## Work to be completed:
Copy out again, unchanged, the line that contains "neon light -> point" and every line after it down to the last line of the data.

## Records for the exercise:
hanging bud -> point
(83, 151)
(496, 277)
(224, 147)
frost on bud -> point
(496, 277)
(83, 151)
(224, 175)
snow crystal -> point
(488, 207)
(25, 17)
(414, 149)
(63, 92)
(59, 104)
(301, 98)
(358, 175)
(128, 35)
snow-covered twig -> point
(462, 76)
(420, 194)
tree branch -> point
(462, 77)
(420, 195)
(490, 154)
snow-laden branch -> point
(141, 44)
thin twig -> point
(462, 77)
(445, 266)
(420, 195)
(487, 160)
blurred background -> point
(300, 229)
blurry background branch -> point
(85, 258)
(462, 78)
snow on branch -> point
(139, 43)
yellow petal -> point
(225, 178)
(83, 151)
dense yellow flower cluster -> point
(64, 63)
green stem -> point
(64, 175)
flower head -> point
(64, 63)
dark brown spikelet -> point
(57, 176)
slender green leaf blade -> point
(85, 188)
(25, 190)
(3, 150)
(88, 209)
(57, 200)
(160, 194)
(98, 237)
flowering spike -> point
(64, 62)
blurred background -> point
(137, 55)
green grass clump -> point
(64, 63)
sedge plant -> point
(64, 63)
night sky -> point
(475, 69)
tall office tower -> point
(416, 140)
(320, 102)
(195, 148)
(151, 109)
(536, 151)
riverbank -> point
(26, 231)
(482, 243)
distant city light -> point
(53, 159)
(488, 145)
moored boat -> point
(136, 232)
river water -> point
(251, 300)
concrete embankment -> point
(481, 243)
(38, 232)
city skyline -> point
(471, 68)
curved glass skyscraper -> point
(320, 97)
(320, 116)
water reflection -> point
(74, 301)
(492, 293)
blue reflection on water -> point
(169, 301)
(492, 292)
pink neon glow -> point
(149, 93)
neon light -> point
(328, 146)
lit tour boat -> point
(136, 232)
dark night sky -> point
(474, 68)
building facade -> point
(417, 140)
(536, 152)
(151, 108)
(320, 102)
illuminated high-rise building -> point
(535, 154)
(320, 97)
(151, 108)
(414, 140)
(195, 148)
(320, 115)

## Worked solution:
neon light -> point
(328, 146)
lit tour boat -> point
(136, 232)
dark night sky -> point
(474, 68)
building facade -> point
(417, 140)
(536, 152)
(151, 108)
(320, 102)
illuminated high-rise building -> point
(535, 154)
(320, 97)
(151, 108)
(414, 140)
(195, 148)
(320, 115)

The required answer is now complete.